> _Problem to solve_
Each line of the data needs to be transcribed exactly.

[Saved entries]
========

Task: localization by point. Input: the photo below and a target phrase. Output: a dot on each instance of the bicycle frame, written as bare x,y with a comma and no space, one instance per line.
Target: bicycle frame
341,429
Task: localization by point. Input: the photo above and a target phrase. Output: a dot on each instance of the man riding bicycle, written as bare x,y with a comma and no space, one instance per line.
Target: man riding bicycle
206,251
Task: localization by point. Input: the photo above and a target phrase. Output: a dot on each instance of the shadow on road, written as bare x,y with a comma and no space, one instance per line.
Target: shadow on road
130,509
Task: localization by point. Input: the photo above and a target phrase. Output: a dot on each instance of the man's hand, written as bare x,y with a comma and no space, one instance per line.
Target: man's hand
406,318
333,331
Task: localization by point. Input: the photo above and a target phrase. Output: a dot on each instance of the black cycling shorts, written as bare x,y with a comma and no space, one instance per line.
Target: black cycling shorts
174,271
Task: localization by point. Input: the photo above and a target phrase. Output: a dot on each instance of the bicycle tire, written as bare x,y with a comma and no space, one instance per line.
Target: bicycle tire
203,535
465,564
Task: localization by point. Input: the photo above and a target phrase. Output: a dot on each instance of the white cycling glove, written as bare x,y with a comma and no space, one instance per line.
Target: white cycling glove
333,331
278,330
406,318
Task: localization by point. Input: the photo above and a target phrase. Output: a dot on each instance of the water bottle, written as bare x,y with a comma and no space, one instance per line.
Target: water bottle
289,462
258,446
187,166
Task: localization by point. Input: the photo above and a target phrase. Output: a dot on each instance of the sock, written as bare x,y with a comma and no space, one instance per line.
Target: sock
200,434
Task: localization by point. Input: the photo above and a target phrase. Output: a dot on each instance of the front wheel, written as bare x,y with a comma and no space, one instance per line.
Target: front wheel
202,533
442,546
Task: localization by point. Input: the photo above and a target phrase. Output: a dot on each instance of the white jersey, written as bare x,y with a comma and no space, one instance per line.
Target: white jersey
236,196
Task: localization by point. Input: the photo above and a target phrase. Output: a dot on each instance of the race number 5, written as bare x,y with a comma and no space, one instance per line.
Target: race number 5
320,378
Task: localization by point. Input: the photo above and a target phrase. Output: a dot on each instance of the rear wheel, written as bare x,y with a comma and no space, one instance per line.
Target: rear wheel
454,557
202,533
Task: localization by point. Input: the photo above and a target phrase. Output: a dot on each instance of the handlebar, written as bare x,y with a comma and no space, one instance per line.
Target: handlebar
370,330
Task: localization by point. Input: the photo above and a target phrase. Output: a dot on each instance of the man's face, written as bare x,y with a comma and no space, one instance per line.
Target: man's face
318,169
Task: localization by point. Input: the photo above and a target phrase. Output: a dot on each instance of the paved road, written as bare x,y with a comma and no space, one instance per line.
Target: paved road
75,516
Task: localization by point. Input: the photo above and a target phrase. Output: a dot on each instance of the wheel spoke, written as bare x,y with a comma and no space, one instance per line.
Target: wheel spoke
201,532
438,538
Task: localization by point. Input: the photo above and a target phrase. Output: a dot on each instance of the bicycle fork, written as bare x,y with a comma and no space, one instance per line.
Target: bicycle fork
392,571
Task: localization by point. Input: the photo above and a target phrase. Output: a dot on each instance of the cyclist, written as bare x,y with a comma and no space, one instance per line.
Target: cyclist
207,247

========

> _Task response_
Task: localization by point. Input: the photo below and a target phrase. Output: a dot on each instance of the bicycle frame, written as bare x,y with a comma and no space, one instance per line.
Target: bicycle frame
341,429
Task: localization by point. Input: the photo above and a target phrase. Output: a dot on each instance of the man riding bicycle, written as bare x,y with a comma and no space, one instance per line.
Target: man riding bicycle
206,251
Task: localization by point. Input: the photo above and a target phrase. Output: a dot on each instance of the shadow on road, written as bare x,y with a comma and no space, one instance per line.
Target: shadow on road
130,509
Task: localization by point. Input: the photo above and a target phrase. Output: a dot on each instance of the man's hand, written as bare x,y with a comma and no space, one instance per line.
Target: man's hand
406,318
333,331
Task: localization by point. Input: the photo above and a target phrase. Output: a dot on each instance of the black cycling shorts, written as bare x,y with a comma and no space, one instance per line.
Target: black cycling shorts
174,271
Task: localization by point. Input: the photo above and a target phrase. Output: a dot on each instance of the bicycle tire, written as bare x,y with a comma and no space, one instance per line.
Target: bicycle tire
203,535
465,564
Task: localization by point. Input: the photo above and a target phrase. Output: a dot on each instance of the white cycling glove, written as bare x,y with a comma and no space, one instance per line.
Target: white cycling glove
333,331
278,330
406,318
Task: localization by point. Input: the photo above and a target phrase. Output: a dot on each instance of the water bottle, written as bare x,y with a comma and no space, one instance per line.
Target: water bottle
289,462
258,446
187,166
Task: localization by point. Input: the photo above and a target phrase. Output: a dot on each instance of the sock, written as bare x,y with a comma and no space, one instance per line.
Target: sock
200,434
Task: localization by point. Input: the photo above and a target phrase. Output: a dot on each instance of the front wheel, written as bare x,y with a comma and no space, one instance per line.
Target: front wheel
202,533
442,546
Task: localization by point. Input: the photo above and a target phrase. Output: a dot on each instance of the white jersey, written as bare x,y with a comma and no space, one instance per line.
Target: white jersey
236,196
Task: localization by point. Input: the photo above and a target phrase. Output: a dot on each instance of the race number 5, written as bare x,y with a comma and no space, one instance per line.
Target: race number 5
320,378
Task: localization by point. Input: the photo above and a target phrase. Output: a dot on each instance of the rear wheel, written as bare x,y with a comma and no space, one instance per line.
Target: rear wheel
454,557
202,533
Task: localization by point. Input: the photo above and a target phrase. Output: a dot on each instance of the handlebar, written as bare x,y with a comma and no space, one instance per line.
Target: handlebar
370,330
Task: localization by point. Input: the photo above and a target phrase. Output: a dot on each instance of the man's face, written as bare x,y with a comma and no space, one instance per line.
Target: man's face
318,169
Task: localization by point. Input: the photo above and a target phrase. Output: a dot on each instance of the paved road, written as bare x,y with a comma and no space, one instance per line.
Target: paved road
75,516
Task: localization by point. Input: the photo above and a target phrase. Output: a dot on each instance of the wheel spoke, written as bare x,y with a comma and no space, one instance per line.
Target: wheel spoke
201,532
438,538
Task: localization by point. Input: the photo above and a target phrase. Output: a dot on each instance of the bicycle fork, written as bare x,y with a comma and no space, one instance per line.
Target: bicycle fork
392,571
Task: localization by point. Input: the photo above and a target phrase. Output: a dot on each instance of the cyclist, written as bare x,y with a comma and no space, one instance per line.
Target: cyclist
207,247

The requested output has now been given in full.